### TRECHO

Diante das diversas mudanças ocorridas, surgiu uma mudança e uma necessidade pela criação de um modelo de guarda que mantivesse a relação afetiva entre pais e filhos, visando o desenvolvimento saudável e melhor interesse da criança.
Na relação afetiva entre pais e filhos, segundo Ana Carolina Brochado Teixeira o menor é protagonista da família, em razão de sua vulnerabilidade, enraizada no déficit de discernimento decorrente da pouca idade.
Sendo assim, o referido artigo busca a análise da recente modalidade de guarda compartilhada, contemplada na legislação vigente; os posicionamentos acerca da utilização do instituto a compreensão deste em sua integralidade, obtendo uma noção do conceito, observando sua origem e fundamentações jurídicas.
A pesquisa sobre a guarda compartilhada é necessária, pois, conforme previsão na legislação, só tem a contribuir para a continuação da família, que é base da sociedade.
A metodologia aplicada no presente artigo pauta-se em pesquisa bibliográfica, através de livros que tratem da matéria, buscando analisar a teoria das diferenças existentes ao longo dos anos nas leis acerca da guarda compartilhada.
O objetivo desse artigo é analisar e identificar o instituto da guarda compartilhada em sua integralidade e ao final chegar a uma conclusão, sabendo se o presente tema tende a proteger e ser mais benéfico ao menor ou a seu guardião.

######
### LISTAGEM

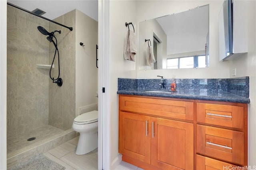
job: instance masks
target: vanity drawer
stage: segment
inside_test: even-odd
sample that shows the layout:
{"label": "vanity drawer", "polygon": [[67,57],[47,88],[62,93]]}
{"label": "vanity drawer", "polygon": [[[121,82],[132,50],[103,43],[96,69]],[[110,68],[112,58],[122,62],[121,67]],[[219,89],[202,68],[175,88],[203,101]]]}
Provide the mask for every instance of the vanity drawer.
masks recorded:
{"label": "vanity drawer", "polygon": [[[233,167],[237,167],[236,168],[238,169],[235,169],[236,168]],[[197,154],[196,169],[196,170],[223,170],[238,169],[237,166]]]}
{"label": "vanity drawer", "polygon": [[196,103],[198,122],[242,129],[244,117],[242,106]]}
{"label": "vanity drawer", "polygon": [[194,120],[193,102],[119,95],[119,109],[160,117]]}
{"label": "vanity drawer", "polygon": [[244,143],[243,132],[196,125],[197,153],[244,165]]}

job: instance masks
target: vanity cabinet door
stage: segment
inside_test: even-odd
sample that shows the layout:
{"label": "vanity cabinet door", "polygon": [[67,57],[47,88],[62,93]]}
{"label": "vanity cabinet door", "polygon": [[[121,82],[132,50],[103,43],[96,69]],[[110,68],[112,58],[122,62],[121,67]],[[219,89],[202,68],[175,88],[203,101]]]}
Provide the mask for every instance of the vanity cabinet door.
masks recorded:
{"label": "vanity cabinet door", "polygon": [[151,117],[151,165],[163,170],[194,168],[193,123]]}
{"label": "vanity cabinet door", "polygon": [[119,153],[150,164],[151,117],[119,112]]}

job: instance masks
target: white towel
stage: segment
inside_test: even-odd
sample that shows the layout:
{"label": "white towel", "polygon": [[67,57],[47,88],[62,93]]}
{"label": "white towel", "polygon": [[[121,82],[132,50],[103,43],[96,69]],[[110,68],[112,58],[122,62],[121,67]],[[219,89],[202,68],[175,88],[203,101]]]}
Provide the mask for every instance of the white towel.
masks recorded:
{"label": "white towel", "polygon": [[128,31],[124,40],[124,59],[135,61],[135,55],[137,53],[137,39],[133,31]]}
{"label": "white towel", "polygon": [[147,48],[147,53],[146,56],[146,60],[147,65],[148,66],[151,66],[151,63],[156,62],[155,56],[154,55],[153,49],[152,49],[151,46]]}

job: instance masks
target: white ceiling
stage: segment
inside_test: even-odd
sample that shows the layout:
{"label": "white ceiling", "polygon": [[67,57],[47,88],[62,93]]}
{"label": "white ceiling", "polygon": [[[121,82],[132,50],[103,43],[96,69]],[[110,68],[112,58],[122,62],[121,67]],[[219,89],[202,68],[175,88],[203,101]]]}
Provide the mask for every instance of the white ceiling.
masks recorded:
{"label": "white ceiling", "polygon": [[7,2],[29,11],[40,9],[46,12],[42,16],[50,20],[77,9],[94,20],[98,20],[98,0],[8,0]]}

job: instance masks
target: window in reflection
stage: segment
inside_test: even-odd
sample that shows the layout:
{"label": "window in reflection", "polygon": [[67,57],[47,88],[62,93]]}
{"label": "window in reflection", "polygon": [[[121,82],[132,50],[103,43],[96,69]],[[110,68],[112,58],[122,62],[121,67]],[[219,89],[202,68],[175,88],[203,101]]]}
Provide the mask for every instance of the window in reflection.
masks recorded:
{"label": "window in reflection", "polygon": [[189,68],[206,67],[205,55],[167,59],[167,69]]}

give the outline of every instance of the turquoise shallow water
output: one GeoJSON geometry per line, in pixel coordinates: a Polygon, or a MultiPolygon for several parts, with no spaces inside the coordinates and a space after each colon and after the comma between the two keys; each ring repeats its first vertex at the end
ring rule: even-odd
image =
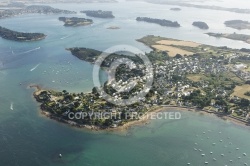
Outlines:
{"type": "MultiPolygon", "coordinates": [[[[45,40],[32,43],[0,39],[0,165],[181,166],[187,163],[204,165],[205,161],[216,166],[240,166],[245,162],[250,164],[248,128],[214,117],[183,112],[179,121],[152,120],[149,125],[132,128],[127,136],[79,131],[41,117],[32,99],[33,90],[27,89],[32,83],[71,92],[87,92],[92,89],[92,66],[73,57],[65,50],[68,47],[105,50],[117,44],[129,44],[149,51],[149,48],[135,39],[154,34],[211,45],[249,48],[249,45],[242,42],[210,38],[204,35],[206,31],[191,26],[192,21],[199,19],[210,24],[210,31],[234,32],[236,30],[226,28],[222,23],[231,18],[248,19],[247,15],[219,11],[209,11],[208,15],[207,11],[188,8],[183,8],[177,14],[169,11],[171,6],[143,2],[53,6],[77,11],[112,10],[117,17],[114,20],[94,18],[92,26],[78,28],[63,27],[63,23],[57,20],[59,16],[55,15],[26,15],[0,20],[0,25],[7,28],[48,35],[45,40]],[[174,29],[137,23],[137,16],[178,20],[182,27],[174,29]],[[113,25],[121,29],[106,29],[113,25]],[[10,110],[11,103],[14,110],[10,110]],[[216,146],[212,146],[213,143],[216,146]],[[237,147],[240,150],[237,151],[237,147]],[[213,151],[213,155],[209,154],[210,151],[213,151]],[[58,159],[59,153],[63,154],[62,160],[58,159]],[[201,157],[202,153],[206,155],[201,157]],[[222,153],[224,157],[220,156],[222,153]],[[243,157],[243,153],[248,156],[243,157]],[[240,160],[237,159],[239,156],[242,157],[240,160]],[[212,158],[217,161],[212,161],[212,158]],[[230,164],[229,160],[233,160],[233,163],[230,164]]],[[[236,32],[250,34],[247,30],[236,32]]],[[[105,79],[105,74],[102,75],[105,79]]]]}

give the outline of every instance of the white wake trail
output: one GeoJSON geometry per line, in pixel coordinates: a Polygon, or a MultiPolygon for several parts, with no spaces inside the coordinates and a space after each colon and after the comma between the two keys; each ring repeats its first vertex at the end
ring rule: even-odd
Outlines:
{"type": "Polygon", "coordinates": [[[34,71],[36,70],[36,68],[40,65],[40,63],[38,63],[35,67],[33,67],[32,69],[30,69],[30,71],[34,71]]]}

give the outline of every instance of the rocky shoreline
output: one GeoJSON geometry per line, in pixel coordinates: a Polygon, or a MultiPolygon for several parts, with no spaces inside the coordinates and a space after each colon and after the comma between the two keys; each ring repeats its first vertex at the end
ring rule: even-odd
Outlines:
{"type": "Polygon", "coordinates": [[[60,21],[64,22],[64,26],[85,26],[93,24],[93,20],[86,18],[78,18],[78,17],[59,17],[60,21]]]}
{"type": "Polygon", "coordinates": [[[143,21],[143,22],[148,22],[148,23],[155,23],[161,26],[166,26],[166,27],[180,27],[180,24],[177,21],[170,21],[170,20],[165,20],[165,19],[156,19],[156,18],[149,18],[149,17],[137,17],[136,21],[143,21]]]}
{"type": "Polygon", "coordinates": [[[43,33],[16,32],[0,26],[0,36],[13,41],[38,41],[46,37],[43,33]]]}
{"type": "Polygon", "coordinates": [[[84,10],[81,13],[85,13],[89,17],[97,18],[115,18],[112,11],[102,11],[102,10],[84,10]]]}

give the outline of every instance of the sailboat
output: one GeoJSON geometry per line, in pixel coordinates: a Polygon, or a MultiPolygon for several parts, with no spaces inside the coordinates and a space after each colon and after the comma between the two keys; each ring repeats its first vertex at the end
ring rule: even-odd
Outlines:
{"type": "Polygon", "coordinates": [[[10,103],[10,110],[12,110],[12,111],[14,110],[12,102],[10,103]]]}

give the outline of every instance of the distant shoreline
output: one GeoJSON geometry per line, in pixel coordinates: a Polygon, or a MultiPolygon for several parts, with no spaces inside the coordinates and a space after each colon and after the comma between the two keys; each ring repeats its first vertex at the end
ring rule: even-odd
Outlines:
{"type": "MultiPolygon", "coordinates": [[[[29,85],[29,88],[34,88],[35,91],[33,92],[33,97],[35,94],[43,91],[43,89],[39,86],[39,85],[29,85]]],[[[76,129],[83,129],[83,130],[87,130],[87,131],[94,131],[94,132],[102,132],[102,131],[107,131],[107,132],[118,132],[118,133],[123,133],[123,132],[127,132],[129,129],[131,129],[132,127],[135,126],[143,126],[143,125],[147,125],[148,123],[150,123],[150,121],[152,119],[148,119],[148,117],[150,117],[151,115],[153,115],[154,113],[158,113],[158,112],[170,112],[170,111],[188,111],[188,112],[195,112],[195,113],[201,113],[204,115],[212,115],[212,116],[216,116],[217,118],[220,118],[221,120],[228,120],[231,123],[235,124],[235,125],[239,125],[239,126],[244,126],[244,127],[248,127],[249,123],[247,122],[243,122],[242,120],[230,117],[226,114],[223,113],[215,113],[213,111],[209,111],[209,110],[202,110],[199,108],[192,108],[192,107],[183,107],[183,106],[175,106],[175,105],[159,105],[159,106],[155,106],[154,108],[150,108],[150,111],[148,111],[144,116],[142,116],[139,120],[132,120],[130,122],[127,122],[125,124],[123,124],[122,126],[118,126],[116,128],[111,128],[111,127],[107,127],[107,128],[101,128],[99,126],[95,126],[95,125],[79,125],[76,122],[73,121],[69,121],[69,120],[65,120],[62,119],[61,117],[57,117],[55,115],[52,115],[51,113],[49,113],[48,111],[42,110],[39,106],[39,113],[41,113],[42,116],[53,119],[59,123],[64,123],[66,125],[69,125],[70,127],[76,128],[76,129]]]]}

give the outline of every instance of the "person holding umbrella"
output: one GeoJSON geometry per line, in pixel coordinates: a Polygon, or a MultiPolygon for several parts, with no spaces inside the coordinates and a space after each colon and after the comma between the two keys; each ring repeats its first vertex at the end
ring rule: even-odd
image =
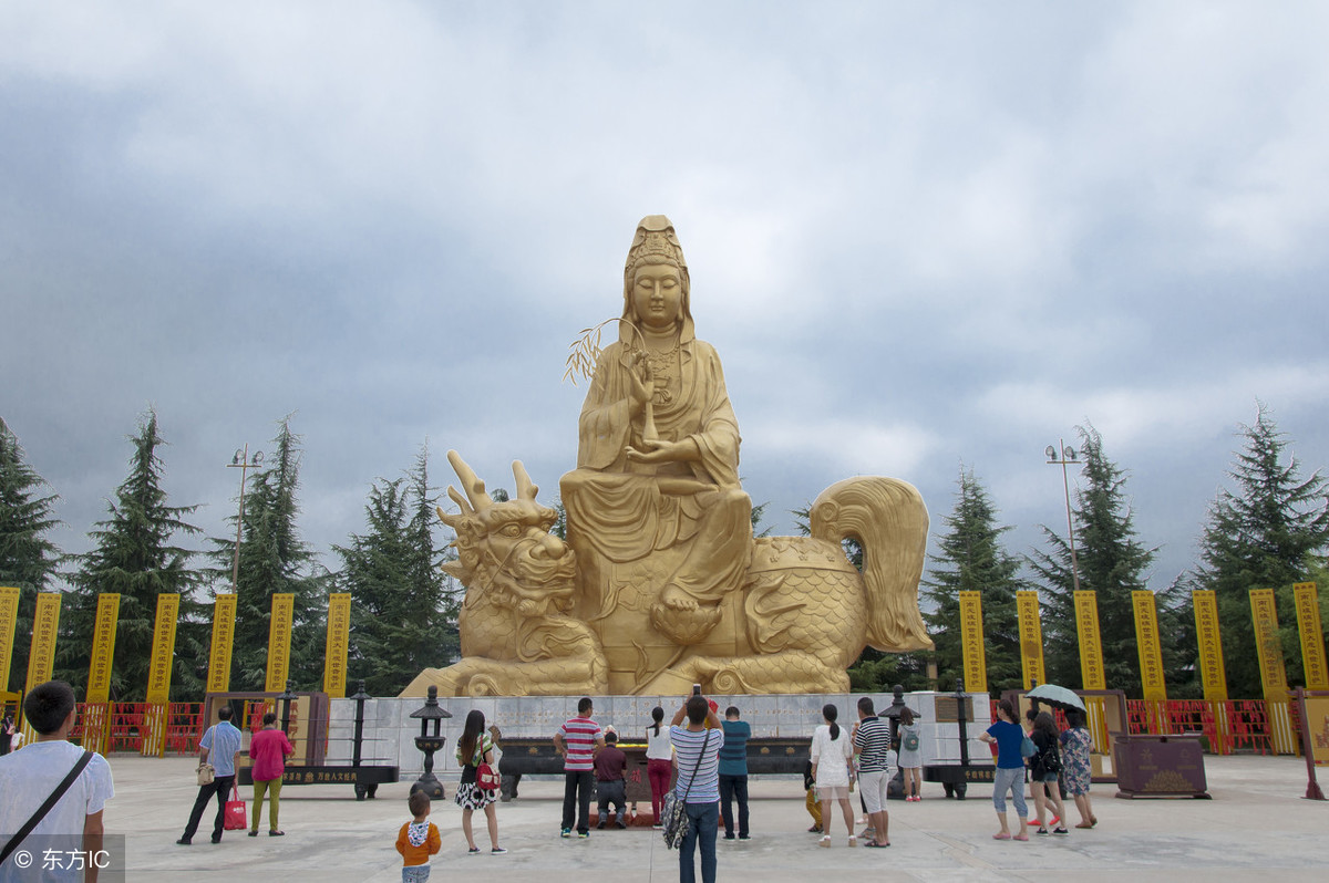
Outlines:
{"type": "Polygon", "coordinates": [[[1090,783],[1090,746],[1094,740],[1086,729],[1086,714],[1078,708],[1066,712],[1067,728],[1062,730],[1062,779],[1066,782],[1066,793],[1075,798],[1075,809],[1079,810],[1080,821],[1075,827],[1090,829],[1098,825],[1094,815],[1094,806],[1088,799],[1090,783]]]}
{"type": "Polygon", "coordinates": [[[1053,834],[1070,834],[1062,825],[1061,821],[1066,814],[1066,807],[1062,806],[1061,789],[1057,787],[1057,782],[1061,778],[1062,760],[1061,752],[1057,750],[1057,721],[1047,712],[1039,712],[1034,717],[1034,732],[1029,734],[1033,740],[1034,756],[1029,758],[1029,771],[1031,773],[1030,790],[1034,793],[1034,809],[1038,815],[1038,833],[1047,834],[1047,826],[1043,825],[1043,810],[1051,803],[1053,810],[1053,834]]]}
{"type": "Polygon", "coordinates": [[[1009,698],[997,702],[997,722],[979,733],[978,738],[985,742],[997,742],[997,773],[993,775],[993,807],[997,810],[997,821],[1001,822],[1001,831],[993,834],[994,841],[1027,841],[1029,839],[1029,807],[1025,805],[1025,758],[1019,753],[1019,746],[1025,741],[1025,730],[1019,729],[1015,716],[1015,706],[1009,698]],[[1019,834],[1010,835],[1006,826],[1006,791],[1010,791],[1015,802],[1015,815],[1019,817],[1019,834]]]}

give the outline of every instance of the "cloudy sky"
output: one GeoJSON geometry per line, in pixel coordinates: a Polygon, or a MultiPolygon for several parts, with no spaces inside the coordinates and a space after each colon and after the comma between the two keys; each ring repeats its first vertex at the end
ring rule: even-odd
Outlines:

######

- _ENUNCIADO 1_: Liste os termos distintos que o trecho sobre guarda compartilhada emprega para designar a criança sob guarda.
- _ENUNCIADO 2_: Prossiga o trecho sobre guarda compartilhada a partir da última frase apresentada.

- _RESPOSTA 1_:
filhos
criança
menor

- _RESPOSTA 2_:
2O conceito de guarda compartilhada
De acordo com o doutrinador De Plácio e Silva, o vocábulo guarda é: “derivado do antigo alemão wargen (guarda, espera), de que proveio o inglês warden (guarda), de que formou o francês garde.” (DE PLÁCIO E SILVA, 1990, p. 365/366)[1].
Ana Carolina Brochado Teixeira (2010, p.239)[2], traz que “a guarda compõe a estrutura do poder familiar”, de modo que serve para mostrar quem ficará com a companhia direta do menor, pois mesmo que o casal não possua mais um vínculo conjugal a autoridade parental permanecerá intacta.
Fundamentadamente, na Lei 13.058[3] de 22 de dezembro de 2015, encontra‐se o conceito de guarda compartilhada como sendo o tempo de convívio com os filhos deve ser dividido de forma equilibrada com a mãe e com o pai, sempre tendo em vista as condições fáticas e os interesses dos filhos.
O exercício do poder familiar compete aos pais, igualmente, pois não é o exercício de uma autoridade, mas de um encargo imposto pela paternidade e maternidade, decorrente da lei, conforme o artigo 1631 do Código Civil.
É através de este poder que os pais mantêm os filhos em sua companhia, proporcionando-lhes proteção, educação, afeto, amor, alimentos, enfim, preparando-os para que possam se desenvolver como pessoas e serem cidadãos capazes de exercer seus direitos e obrigações.
Assim, se é retirado dele o contato comum dos genitores, logo, o mesmo perderá sua base que é a família. Várias são asconsequências trazidas com a ausência dos pais, inclusive no desenvolvimento psicológico e social da criança.
Na relação afetiva entre pais e filhos, segundo Ana Carolina Brochado Teixeira o menor é protagonista da família, em razão de sua vulnerabilidade, enraizada no déficit de discernimento decorrente da pouca idade. (Id, 2010, p.239)[4]
Na guarda compartilhada, o impacto sofrido pelo menor com a separação dos pais se torna cada vez menor, pois este terá uma convivência maior e de forma igualitária com ambos os pais. Logo, o objetivo da guarda compartilhada é o compartilhamento dos deveres inerentes ao poder familiar, ou seja, tirar a responsabilidade de um só dos genitores e dá-se a ambos.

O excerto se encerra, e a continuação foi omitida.